## Tasks for this exercise
1) Answer these from the letter to SGI-USA members:
(a) Which May Commemorative Contribution activity is concluding this week, counting from when the writer became General Director?
(b) About how long ago did the writer begin Buddhist practice?
(c) How long ago was the May Contribution effort initiated?
2) List every way the letter to SGI-USA members says the members' support has helped rebuild the SGI-USA.

To our wonderful SGI-USA members,
This week marks the conclusion of the ninth May Commemorative Contribution activity since I undertook the privilege of serving our members as the SGI-USA General Director.
Each time, I am ceaselessly amazed by our members’ selflessness, steadfastness and warm hearts—even in these times that continue to be uncertain, economically and in many other ways.
When I started my Buddhist practice about 40 years ago, there was no May Contribution effort. It was something we initiated a bit more than 20 years ago.
Since then, your amazing support has helped rebuild the SGI-USA by: purchasing and leasing new centers in places that didn’t have one; expanding existing centers; building our translation, study and periodicals team; strengthening our IT and data security capabilities to better serve you; and advancing our Buddhability social media platform for American youth. The list is endless.

## Record list
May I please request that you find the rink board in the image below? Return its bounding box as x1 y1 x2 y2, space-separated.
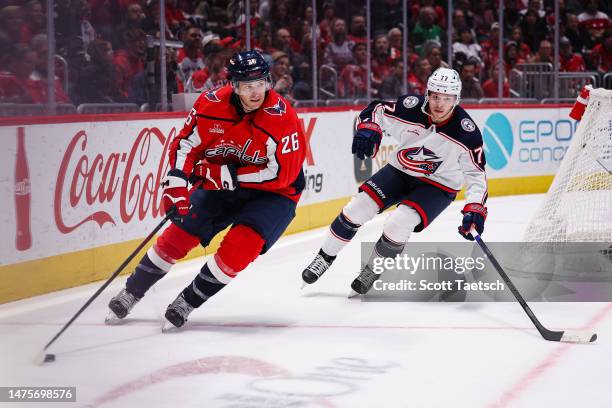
0 106 575 303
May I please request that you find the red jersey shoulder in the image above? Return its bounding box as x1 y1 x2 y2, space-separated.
261 90 295 118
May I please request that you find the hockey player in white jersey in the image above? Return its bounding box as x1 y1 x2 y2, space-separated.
302 68 487 294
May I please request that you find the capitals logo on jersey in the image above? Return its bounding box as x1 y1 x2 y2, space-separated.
397 146 442 175
264 99 287 116
204 88 221 102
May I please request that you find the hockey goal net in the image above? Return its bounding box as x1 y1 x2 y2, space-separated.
524 89 612 242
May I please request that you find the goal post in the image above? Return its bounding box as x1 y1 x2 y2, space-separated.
523 88 612 242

## Outputs
1)
(a) The ninth.
(b) About 40 years ago.
(c) A bit more than 20 years ago.

2)
- Purchasing and leasing new centers in places that didn't have one
- Expanding existing centers
- Building the translation, study and periodicals team
- Strengthening IT and data security capabilities to better serve members
- Advancing the Buddhability social media platform for American youth